Please output exactly the part of the records below that opens with the line containing "# Target: white shirt with red trim" and closes with the line containing "# Target: medal ribbon", both lines included, and nothing else.
---------- Supplied entries
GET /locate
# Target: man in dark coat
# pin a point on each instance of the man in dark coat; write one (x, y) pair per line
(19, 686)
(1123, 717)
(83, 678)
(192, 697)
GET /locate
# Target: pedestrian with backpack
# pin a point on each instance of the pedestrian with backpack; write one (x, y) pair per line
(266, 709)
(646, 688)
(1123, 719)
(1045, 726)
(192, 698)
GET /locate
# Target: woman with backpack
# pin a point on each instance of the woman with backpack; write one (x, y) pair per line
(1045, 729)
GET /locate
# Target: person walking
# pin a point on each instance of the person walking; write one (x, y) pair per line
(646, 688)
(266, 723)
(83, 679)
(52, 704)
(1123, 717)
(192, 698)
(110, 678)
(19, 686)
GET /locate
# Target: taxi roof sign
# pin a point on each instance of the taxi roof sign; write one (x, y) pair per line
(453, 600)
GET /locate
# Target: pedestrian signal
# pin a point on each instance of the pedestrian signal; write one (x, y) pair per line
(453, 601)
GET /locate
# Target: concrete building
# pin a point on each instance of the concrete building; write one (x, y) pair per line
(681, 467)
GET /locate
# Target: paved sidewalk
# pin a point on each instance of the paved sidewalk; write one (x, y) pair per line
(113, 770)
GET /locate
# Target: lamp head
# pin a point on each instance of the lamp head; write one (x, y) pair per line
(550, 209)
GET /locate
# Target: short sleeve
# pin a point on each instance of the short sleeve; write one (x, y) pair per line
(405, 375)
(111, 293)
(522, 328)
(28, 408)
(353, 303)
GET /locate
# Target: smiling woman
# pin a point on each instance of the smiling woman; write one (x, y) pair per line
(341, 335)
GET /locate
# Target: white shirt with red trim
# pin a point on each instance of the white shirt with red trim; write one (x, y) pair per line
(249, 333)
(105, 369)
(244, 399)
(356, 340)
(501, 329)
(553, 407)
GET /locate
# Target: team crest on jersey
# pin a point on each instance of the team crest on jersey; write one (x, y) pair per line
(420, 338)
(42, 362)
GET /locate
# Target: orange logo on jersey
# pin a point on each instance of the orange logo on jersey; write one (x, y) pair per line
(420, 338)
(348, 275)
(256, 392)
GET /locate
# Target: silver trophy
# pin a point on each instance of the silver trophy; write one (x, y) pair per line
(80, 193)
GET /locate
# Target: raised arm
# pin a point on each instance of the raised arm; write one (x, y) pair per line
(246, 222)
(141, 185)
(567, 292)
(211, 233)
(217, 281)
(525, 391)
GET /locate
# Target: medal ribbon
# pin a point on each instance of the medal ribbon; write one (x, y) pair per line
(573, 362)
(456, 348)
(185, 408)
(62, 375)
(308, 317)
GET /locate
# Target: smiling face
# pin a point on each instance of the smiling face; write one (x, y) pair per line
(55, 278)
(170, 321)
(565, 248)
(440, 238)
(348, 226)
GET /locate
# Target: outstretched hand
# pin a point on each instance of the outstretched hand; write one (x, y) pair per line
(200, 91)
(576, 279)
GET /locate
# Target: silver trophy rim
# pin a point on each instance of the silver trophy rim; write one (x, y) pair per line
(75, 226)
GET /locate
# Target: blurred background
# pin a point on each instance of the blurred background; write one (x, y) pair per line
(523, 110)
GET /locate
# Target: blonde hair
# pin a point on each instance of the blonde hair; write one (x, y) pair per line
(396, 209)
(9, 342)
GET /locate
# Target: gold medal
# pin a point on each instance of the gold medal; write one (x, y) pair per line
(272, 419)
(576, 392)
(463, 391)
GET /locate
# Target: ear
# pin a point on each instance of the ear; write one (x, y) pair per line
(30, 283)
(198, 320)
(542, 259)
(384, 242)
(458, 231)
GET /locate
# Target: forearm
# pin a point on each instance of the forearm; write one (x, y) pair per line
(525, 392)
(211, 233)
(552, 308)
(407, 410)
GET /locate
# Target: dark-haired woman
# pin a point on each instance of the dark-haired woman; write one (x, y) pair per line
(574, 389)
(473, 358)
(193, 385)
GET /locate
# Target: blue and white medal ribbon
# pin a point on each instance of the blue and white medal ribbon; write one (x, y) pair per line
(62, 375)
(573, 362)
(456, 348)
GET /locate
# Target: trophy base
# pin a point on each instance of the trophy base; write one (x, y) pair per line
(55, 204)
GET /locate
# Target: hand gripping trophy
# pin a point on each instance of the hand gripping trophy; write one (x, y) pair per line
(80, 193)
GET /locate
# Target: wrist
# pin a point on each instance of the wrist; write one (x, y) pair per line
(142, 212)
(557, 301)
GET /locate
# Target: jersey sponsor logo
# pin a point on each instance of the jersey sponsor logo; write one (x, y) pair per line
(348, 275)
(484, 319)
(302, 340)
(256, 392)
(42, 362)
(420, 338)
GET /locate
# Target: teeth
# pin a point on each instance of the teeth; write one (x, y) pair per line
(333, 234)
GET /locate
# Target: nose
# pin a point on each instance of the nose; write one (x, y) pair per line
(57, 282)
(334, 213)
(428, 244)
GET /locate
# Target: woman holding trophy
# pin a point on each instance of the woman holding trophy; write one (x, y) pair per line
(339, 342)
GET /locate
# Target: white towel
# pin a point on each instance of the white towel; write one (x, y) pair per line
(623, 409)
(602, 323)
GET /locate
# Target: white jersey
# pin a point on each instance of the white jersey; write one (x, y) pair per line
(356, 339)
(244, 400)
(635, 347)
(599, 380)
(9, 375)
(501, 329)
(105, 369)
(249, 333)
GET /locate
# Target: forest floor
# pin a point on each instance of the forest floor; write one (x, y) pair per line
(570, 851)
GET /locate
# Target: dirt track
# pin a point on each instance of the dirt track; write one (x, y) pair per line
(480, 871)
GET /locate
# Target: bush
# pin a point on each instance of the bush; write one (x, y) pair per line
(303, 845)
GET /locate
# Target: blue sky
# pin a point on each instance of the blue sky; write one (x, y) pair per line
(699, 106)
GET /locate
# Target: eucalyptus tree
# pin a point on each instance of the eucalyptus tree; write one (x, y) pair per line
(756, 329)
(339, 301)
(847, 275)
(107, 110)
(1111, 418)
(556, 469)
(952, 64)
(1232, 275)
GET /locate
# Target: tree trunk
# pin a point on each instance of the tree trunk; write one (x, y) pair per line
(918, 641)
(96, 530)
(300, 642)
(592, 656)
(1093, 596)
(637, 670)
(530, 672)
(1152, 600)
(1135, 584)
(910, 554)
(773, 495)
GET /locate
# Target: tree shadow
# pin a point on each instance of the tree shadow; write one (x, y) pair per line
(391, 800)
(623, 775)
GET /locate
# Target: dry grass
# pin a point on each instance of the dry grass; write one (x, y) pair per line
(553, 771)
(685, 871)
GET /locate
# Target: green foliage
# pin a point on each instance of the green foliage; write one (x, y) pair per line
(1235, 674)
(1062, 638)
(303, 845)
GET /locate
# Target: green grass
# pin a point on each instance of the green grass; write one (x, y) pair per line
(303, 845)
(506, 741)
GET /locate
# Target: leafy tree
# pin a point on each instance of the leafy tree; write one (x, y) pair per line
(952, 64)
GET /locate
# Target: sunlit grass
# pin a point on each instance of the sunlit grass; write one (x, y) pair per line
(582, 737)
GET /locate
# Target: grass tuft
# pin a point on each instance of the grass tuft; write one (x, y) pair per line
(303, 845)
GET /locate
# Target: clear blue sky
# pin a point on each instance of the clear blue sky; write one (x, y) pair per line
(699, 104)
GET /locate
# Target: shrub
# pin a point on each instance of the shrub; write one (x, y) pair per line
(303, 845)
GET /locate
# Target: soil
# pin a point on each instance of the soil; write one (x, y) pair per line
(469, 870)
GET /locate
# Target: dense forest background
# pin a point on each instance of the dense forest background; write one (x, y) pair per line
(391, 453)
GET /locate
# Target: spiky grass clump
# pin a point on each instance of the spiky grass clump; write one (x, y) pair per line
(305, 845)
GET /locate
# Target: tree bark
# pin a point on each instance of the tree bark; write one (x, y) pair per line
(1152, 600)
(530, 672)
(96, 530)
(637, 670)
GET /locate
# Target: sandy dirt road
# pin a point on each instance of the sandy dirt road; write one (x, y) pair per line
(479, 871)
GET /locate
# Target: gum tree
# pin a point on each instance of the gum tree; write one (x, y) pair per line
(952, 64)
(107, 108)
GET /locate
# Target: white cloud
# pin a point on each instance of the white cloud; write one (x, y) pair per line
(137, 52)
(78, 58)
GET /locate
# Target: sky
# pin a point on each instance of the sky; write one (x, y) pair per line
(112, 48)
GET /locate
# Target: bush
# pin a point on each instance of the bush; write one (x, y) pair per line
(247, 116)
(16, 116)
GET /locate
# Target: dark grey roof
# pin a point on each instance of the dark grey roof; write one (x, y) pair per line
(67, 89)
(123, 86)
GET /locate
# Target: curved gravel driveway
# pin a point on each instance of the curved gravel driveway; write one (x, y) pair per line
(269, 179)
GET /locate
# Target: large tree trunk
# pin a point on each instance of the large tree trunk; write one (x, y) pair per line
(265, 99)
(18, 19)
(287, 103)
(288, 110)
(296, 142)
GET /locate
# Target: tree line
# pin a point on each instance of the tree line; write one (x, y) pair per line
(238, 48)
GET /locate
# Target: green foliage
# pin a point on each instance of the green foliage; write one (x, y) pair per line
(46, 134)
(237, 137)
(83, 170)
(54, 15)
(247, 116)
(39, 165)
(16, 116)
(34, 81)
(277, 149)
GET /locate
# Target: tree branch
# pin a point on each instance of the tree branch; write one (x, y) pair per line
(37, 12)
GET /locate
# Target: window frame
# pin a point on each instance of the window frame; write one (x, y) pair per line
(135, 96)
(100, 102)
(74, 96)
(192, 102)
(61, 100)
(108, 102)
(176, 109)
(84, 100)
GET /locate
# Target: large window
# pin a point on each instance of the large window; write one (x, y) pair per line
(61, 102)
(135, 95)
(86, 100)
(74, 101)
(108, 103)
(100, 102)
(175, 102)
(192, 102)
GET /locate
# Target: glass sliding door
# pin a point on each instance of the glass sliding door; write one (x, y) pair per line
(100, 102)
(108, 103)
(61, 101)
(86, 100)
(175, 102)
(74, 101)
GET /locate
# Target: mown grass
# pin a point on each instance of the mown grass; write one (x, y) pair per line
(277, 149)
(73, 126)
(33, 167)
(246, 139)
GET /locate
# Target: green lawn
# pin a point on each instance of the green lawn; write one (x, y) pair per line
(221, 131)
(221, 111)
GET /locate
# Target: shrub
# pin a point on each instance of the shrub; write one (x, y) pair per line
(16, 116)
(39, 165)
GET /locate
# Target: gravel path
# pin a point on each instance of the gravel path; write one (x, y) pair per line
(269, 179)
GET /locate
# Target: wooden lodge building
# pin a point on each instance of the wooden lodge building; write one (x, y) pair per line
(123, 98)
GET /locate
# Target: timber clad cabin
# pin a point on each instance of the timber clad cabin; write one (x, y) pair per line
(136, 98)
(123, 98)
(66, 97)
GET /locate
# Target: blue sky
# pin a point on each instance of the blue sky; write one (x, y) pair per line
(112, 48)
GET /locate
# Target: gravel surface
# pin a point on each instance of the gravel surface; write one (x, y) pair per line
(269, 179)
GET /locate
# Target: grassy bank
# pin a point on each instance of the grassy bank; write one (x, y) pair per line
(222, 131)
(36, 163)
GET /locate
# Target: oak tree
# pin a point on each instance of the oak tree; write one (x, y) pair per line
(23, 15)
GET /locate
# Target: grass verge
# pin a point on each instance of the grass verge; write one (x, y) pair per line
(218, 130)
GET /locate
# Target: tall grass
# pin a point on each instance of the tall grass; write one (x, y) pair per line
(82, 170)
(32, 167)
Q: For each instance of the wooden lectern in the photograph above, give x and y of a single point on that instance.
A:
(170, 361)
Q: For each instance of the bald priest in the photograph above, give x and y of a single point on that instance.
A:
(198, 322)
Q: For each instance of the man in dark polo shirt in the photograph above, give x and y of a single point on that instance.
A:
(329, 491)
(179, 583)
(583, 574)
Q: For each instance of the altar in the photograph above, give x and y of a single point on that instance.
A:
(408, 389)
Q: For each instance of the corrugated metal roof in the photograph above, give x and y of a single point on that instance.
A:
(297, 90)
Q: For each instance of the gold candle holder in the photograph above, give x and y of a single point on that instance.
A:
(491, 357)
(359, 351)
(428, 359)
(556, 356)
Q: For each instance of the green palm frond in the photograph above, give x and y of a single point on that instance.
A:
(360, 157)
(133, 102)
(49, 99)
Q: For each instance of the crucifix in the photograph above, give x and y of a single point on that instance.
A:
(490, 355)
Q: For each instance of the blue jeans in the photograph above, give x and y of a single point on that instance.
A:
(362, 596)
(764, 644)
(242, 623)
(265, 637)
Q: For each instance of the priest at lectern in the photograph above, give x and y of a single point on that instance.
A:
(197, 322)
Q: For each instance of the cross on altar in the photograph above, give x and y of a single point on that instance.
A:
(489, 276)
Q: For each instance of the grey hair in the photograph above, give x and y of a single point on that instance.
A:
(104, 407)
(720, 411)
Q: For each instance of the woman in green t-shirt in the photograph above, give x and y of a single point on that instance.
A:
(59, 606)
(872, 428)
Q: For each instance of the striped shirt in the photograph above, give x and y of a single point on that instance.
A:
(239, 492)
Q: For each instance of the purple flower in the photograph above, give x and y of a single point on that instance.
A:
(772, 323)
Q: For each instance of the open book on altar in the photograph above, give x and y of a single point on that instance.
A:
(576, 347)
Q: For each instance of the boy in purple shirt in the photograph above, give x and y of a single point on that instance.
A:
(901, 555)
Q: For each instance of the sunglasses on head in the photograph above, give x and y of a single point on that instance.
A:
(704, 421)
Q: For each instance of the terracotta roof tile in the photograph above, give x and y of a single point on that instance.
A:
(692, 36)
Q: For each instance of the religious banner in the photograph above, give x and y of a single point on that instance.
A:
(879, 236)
--------------------
Response area
# Target: white shirt with red trim
# pin a point on each instance of the white shirt with red trim; write one (x, y) pair per line
(249, 333)
(105, 369)
(244, 399)
(356, 340)
(501, 329)
(553, 407)
GET /locate
# Target: team crest on jersey
# pin a point on each instance of the team crest on jersey; write one (x, y) pair per line
(420, 338)
(42, 362)
GET /locate
# Target: orange logo on jersey
# pin a point on each instance of the orange logo on jersey; write one (x, y) pair per line
(420, 338)
(348, 275)
(256, 392)
GET /locate
# Target: silver trophy
# pin a point on each instance of the silver trophy; write one (x, y) pair per line
(80, 193)
GET /locate
# Target: raised arm
# pin a point on each instance of the raised arm; write one (x, y) pair per line
(246, 222)
(141, 185)
(567, 292)
(211, 233)
(217, 281)
(525, 391)
GET /locate
# Target: medal ribbon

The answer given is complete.